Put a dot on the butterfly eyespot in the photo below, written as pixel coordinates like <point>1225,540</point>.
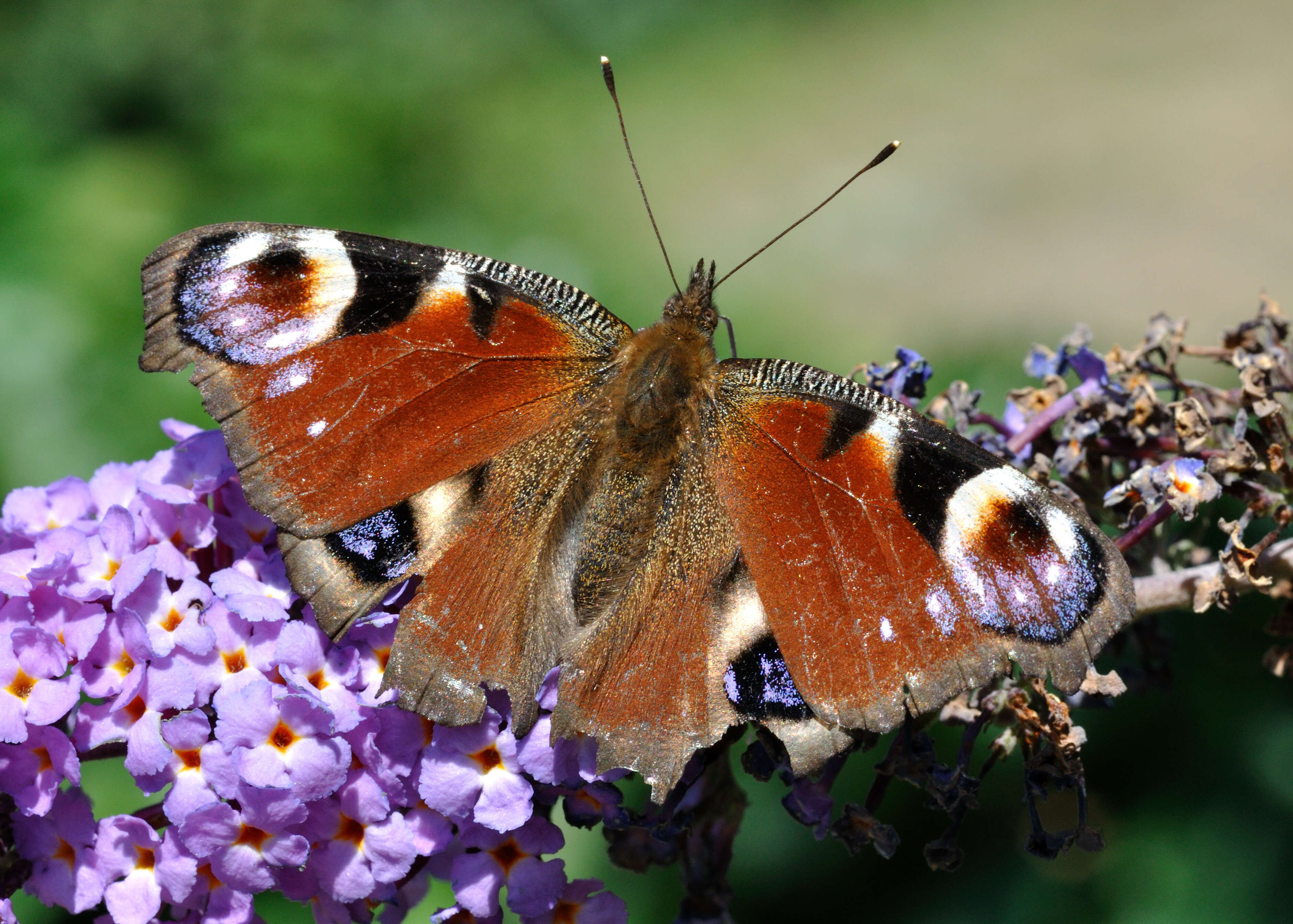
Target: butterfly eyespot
<point>381,548</point>
<point>758,684</point>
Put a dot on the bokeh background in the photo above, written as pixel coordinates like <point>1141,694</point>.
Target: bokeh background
<point>1062,163</point>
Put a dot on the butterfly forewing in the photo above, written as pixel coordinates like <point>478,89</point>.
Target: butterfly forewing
<point>352,375</point>
<point>898,563</point>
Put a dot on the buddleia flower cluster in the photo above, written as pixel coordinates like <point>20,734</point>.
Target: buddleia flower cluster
<point>146,616</point>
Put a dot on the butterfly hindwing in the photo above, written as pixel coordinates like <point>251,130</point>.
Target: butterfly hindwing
<point>898,563</point>
<point>355,378</point>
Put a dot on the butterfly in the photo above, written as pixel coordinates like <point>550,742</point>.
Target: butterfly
<point>696,543</point>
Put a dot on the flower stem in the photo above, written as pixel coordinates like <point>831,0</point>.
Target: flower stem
<point>1143,529</point>
<point>1043,420</point>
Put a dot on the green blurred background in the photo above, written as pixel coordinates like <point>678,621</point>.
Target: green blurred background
<point>1062,162</point>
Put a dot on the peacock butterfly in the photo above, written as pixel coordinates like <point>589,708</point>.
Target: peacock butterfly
<point>696,543</point>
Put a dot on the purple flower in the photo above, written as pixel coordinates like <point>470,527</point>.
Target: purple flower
<point>309,663</point>
<point>472,772</point>
<point>241,652</point>
<point>171,617</point>
<point>32,684</point>
<point>309,781</point>
<point>281,741</point>
<point>61,849</point>
<point>578,905</point>
<point>220,904</point>
<point>255,587</point>
<point>373,641</point>
<point>113,484</point>
<point>197,769</point>
<point>903,379</point>
<point>511,860</point>
<point>357,844</point>
<point>32,772</point>
<point>77,626</point>
<point>237,524</point>
<point>241,844</point>
<point>30,511</point>
<point>136,715</point>
<point>107,551</point>
<point>118,660</point>
<point>141,869</point>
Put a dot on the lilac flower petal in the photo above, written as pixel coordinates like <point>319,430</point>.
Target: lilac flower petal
<point>210,829</point>
<point>390,849</point>
<point>449,782</point>
<point>318,767</point>
<point>135,900</point>
<point>476,881</point>
<point>505,802</point>
<point>145,751</point>
<point>175,868</point>
<point>534,886</point>
<point>534,752</point>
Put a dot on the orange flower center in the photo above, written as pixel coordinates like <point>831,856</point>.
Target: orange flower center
<point>65,854</point>
<point>488,759</point>
<point>135,710</point>
<point>43,757</point>
<point>253,838</point>
<point>236,661</point>
<point>509,855</point>
<point>282,737</point>
<point>351,830</point>
<point>22,685</point>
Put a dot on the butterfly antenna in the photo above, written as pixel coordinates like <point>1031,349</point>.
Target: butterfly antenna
<point>878,160</point>
<point>609,77</point>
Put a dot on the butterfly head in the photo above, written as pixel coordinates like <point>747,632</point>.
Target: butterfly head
<point>696,306</point>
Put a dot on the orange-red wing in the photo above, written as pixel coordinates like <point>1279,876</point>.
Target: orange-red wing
<point>898,563</point>
<point>350,373</point>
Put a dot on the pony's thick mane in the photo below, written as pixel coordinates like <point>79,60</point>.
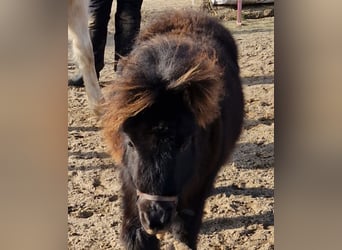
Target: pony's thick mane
<point>195,75</point>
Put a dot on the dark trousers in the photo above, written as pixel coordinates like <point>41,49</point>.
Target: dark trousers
<point>127,26</point>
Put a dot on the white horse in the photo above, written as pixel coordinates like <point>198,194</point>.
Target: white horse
<point>83,50</point>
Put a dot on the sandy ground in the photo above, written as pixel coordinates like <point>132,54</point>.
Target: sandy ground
<point>239,212</point>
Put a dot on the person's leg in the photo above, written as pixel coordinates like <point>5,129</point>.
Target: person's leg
<point>98,21</point>
<point>98,27</point>
<point>127,26</point>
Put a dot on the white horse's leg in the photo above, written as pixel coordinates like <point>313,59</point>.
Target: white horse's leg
<point>83,50</point>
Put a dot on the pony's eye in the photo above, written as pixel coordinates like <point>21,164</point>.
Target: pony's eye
<point>130,144</point>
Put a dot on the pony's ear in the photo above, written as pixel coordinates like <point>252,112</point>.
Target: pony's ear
<point>203,88</point>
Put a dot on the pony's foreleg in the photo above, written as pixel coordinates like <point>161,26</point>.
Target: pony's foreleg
<point>83,51</point>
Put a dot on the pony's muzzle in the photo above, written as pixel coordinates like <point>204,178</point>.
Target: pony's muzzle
<point>156,212</point>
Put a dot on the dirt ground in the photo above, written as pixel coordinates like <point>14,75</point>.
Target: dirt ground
<point>239,212</point>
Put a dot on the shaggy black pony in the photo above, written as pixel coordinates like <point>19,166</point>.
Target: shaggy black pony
<point>172,117</point>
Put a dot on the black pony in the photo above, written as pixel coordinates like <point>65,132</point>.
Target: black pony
<point>172,117</point>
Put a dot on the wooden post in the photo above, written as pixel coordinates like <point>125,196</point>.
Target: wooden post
<point>239,8</point>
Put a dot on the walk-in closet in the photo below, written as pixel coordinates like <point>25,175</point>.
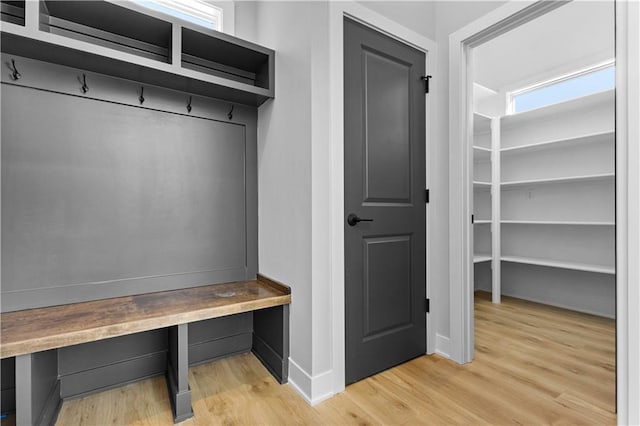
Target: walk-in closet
<point>543,161</point>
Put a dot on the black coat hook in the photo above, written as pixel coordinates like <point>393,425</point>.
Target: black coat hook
<point>14,72</point>
<point>84,87</point>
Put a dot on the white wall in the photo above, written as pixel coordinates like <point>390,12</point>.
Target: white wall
<point>284,166</point>
<point>451,16</point>
<point>418,16</point>
<point>574,36</point>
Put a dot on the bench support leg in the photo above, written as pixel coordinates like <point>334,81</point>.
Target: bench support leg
<point>178,373</point>
<point>37,388</point>
<point>271,340</point>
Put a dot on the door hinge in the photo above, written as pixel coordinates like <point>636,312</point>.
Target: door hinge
<point>426,79</point>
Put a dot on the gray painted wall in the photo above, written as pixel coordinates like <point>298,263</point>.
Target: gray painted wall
<point>102,197</point>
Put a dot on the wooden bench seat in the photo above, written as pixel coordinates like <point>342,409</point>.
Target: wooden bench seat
<point>33,335</point>
<point>35,330</point>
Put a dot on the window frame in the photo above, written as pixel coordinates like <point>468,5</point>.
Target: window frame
<point>511,95</point>
<point>187,12</point>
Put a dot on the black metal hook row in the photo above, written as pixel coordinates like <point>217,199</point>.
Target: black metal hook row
<point>14,72</point>
<point>84,86</point>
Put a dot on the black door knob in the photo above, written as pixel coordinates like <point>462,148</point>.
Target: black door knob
<point>353,219</point>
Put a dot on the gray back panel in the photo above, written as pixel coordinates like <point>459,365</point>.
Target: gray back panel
<point>102,199</point>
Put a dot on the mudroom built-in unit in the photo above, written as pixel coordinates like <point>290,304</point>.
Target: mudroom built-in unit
<point>129,204</point>
<point>544,173</point>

· · ·

» **What is required**
Rewrite all of the lines above, replacing every "photo" with "image" and leaving everything else unchanged. Leave the pictures out of your answer.

» **Written response**
Put a dot on the butterfly eyespot in the image below, written as pixel coordinates like <point>1225,540</point>.
Target: butterfly eyespot
<point>381,548</point>
<point>758,684</point>
Put a dot on the bokeh background in the image above, written as pixel coordinates like <point>1141,694</point>.
Target: bokeh background
<point>1062,163</point>
Put a dot on the butterfly forewing in the image above, written as pixel coordinates like <point>478,89</point>.
Target: butterfly forewing
<point>352,375</point>
<point>898,563</point>
Put a dot on the buddleia flower cluster in the image above, written as pixel coordinates like <point>20,734</point>.
Target: buddleia flower cluster
<point>146,616</point>
Put a dot on the butterfly hindwing in the image above, written as pixel coordinates like <point>251,130</point>.
Target: butterfly hindwing
<point>898,563</point>
<point>355,378</point>
Put a dot on the butterfly in the image above, written as pixel coordinates like <point>550,742</point>.
Target: butterfly
<point>696,543</point>
Put a dot on the flower stem in the image above, written as pixel coordinates like <point>831,0</point>.
Target: flower stem
<point>1143,529</point>
<point>1043,420</point>
Put a dot on the green blurred background in the image above, written as pixel coordinates like <point>678,621</point>.
Target: green blurred background
<point>1062,162</point>
Put a dot on the peacock butterfly in the image above, written as pixel coordinates like <point>589,708</point>.
Target: peacock butterfly
<point>696,543</point>
Put a dot on the purple flower in the image above, written as pixel coordinates like <point>470,527</point>.
Target: purple flower
<point>309,663</point>
<point>472,772</point>
<point>241,652</point>
<point>171,617</point>
<point>32,684</point>
<point>309,781</point>
<point>281,741</point>
<point>61,849</point>
<point>578,905</point>
<point>220,904</point>
<point>255,587</point>
<point>373,641</point>
<point>113,484</point>
<point>197,769</point>
<point>903,379</point>
<point>511,860</point>
<point>357,844</point>
<point>32,772</point>
<point>77,626</point>
<point>237,524</point>
<point>241,844</point>
<point>30,511</point>
<point>136,715</point>
<point>107,551</point>
<point>118,660</point>
<point>141,869</point>
Put a dot on the lilac flower petal in the image above, written as pixel coordinates like <point>319,430</point>.
Target: lilac flower petal
<point>210,829</point>
<point>390,849</point>
<point>449,782</point>
<point>318,767</point>
<point>135,900</point>
<point>476,881</point>
<point>505,802</point>
<point>145,751</point>
<point>175,868</point>
<point>534,886</point>
<point>534,752</point>
Put a dot on the orange flower center in the image above, written as pixel coordinates like <point>831,856</point>.
Target: orange flower center
<point>65,854</point>
<point>488,759</point>
<point>135,710</point>
<point>43,757</point>
<point>253,838</point>
<point>236,661</point>
<point>509,855</point>
<point>282,737</point>
<point>351,830</point>
<point>22,685</point>
Put a dot on the butterfly antenna in the image above, written as pixel coordinates like <point>1031,349</point>.
Target: butterfly antenna
<point>878,160</point>
<point>609,77</point>
Put a dot on the butterfly head in the image above, written as pixel coordinates like <point>747,632</point>.
Target: butterfly head
<point>696,306</point>
Put a dot on the orange-red wing in the image above, written as pixel coordinates like <point>1279,876</point>.
Target: orange-red wing
<point>898,563</point>
<point>350,373</point>
Put a dot on the pony's thick mane in the image below, written as pixel coordinates like <point>79,60</point>.
Target: pony's thick mane
<point>195,75</point>
Put a dot on the dark trousers in the image above, written as pixel coordinates like <point>41,49</point>.
Target: dark trousers
<point>127,26</point>
Put a dot on the white horse in the image above, written as pixel coordinates like <point>198,194</point>.
Target: white horse
<point>83,50</point>
Put a dot on the sandy ground in the image above, written as pixel coordinates like <point>132,54</point>.
Target: sandy ground
<point>239,212</point>
Put a dot on the person's leg in the image above, written as pixel coordinates like <point>5,129</point>.
Target: person's leg
<point>98,21</point>
<point>98,27</point>
<point>127,26</point>
Put a dot on the white horse's leg in the image above, written as pixel coordinates like <point>313,59</point>.
Target: white horse's leg
<point>83,50</point>
Put a dot on the pony's eye in the image above, written as pixel coordinates like <point>21,164</point>.
Target: pony's eye
<point>130,144</point>
Put a dot on the pony's ear in the image above, written as pixel coordinates like <point>252,112</point>.
Target: pony's ear
<point>203,88</point>
Put a dot on the pony's foreleg in the image above, written as pixel coordinates like <point>161,26</point>.
Target: pony's foreleg
<point>83,51</point>
Put a dot on the pony's muzzle in the image above, written as pixel coordinates like <point>204,178</point>.
Target: pony's muzzle
<point>156,212</point>
Put a dot on the dirt ground in the image above, written as pixel coordinates like <point>14,75</point>.
Target: dirt ground
<point>239,212</point>
Put a dot on the shaggy black pony in the image above, written as pixel coordinates like <point>19,166</point>.
Target: shaggy black pony
<point>172,117</point>
Put a dot on the black pony in the image above, written as pixel coordinates like <point>65,132</point>.
Target: black pony
<point>172,117</point>
Put a dot on the wooden post in the image above, written as pixel coordinates like <point>125,196</point>.
Target: wooden post
<point>239,8</point>
Put a dot on the walk-in closet in the image below, written as pixel coordinates like <point>25,175</point>.
Target: walk-in closet
<point>543,161</point>
Put a dot on the black coat hook in the image above, written as pixel coordinates like <point>393,425</point>.
Target: black coat hook
<point>14,72</point>
<point>84,87</point>
Put a dot on the white wall in the image above, written as pixel coordinates like <point>390,12</point>.
Target: white wall
<point>284,166</point>
<point>451,16</point>
<point>418,16</point>
<point>574,36</point>
Put a dot on the bench support leg in the image above, written as pixel coordinates like <point>334,81</point>.
Target: bench support leg
<point>178,373</point>
<point>37,388</point>
<point>271,340</point>
Put a dot on the door hinge in the image above, written as pixel coordinates like <point>636,312</point>.
Target: door hinge
<point>426,79</point>
Put a dot on the gray painted wall in the image above, written as pixel coordinates like <point>298,263</point>.
Target: gray painted wall
<point>102,197</point>
Put a dot on the wooden bench seat in the image above, written as pixel coordinates like <point>342,409</point>.
Target: wooden bench seat
<point>33,335</point>
<point>35,330</point>
Put a dot on the window frame in the image above, written as pixel coordinates like <point>468,5</point>.
Target: window frame
<point>511,95</point>
<point>187,12</point>
Put a dot on the black metal hook row in the image above, written as pixel coordinates like <point>217,199</point>.
Target: black metal hook row
<point>14,72</point>
<point>84,86</point>
Put a dot on the black door knob in the image above, written as pixel coordinates like <point>462,148</point>.
Target: black door knob
<point>353,219</point>
Put a dot on the gray back panel in the image above, written as pixel coordinates like <point>459,365</point>.
Target: gray back panel
<point>102,199</point>
Put a dot on the mudroom built-in unit in the image above, written as pixel coordinates like <point>290,304</point>.
Target: mudroom built-in unit
<point>129,204</point>
<point>544,173</point>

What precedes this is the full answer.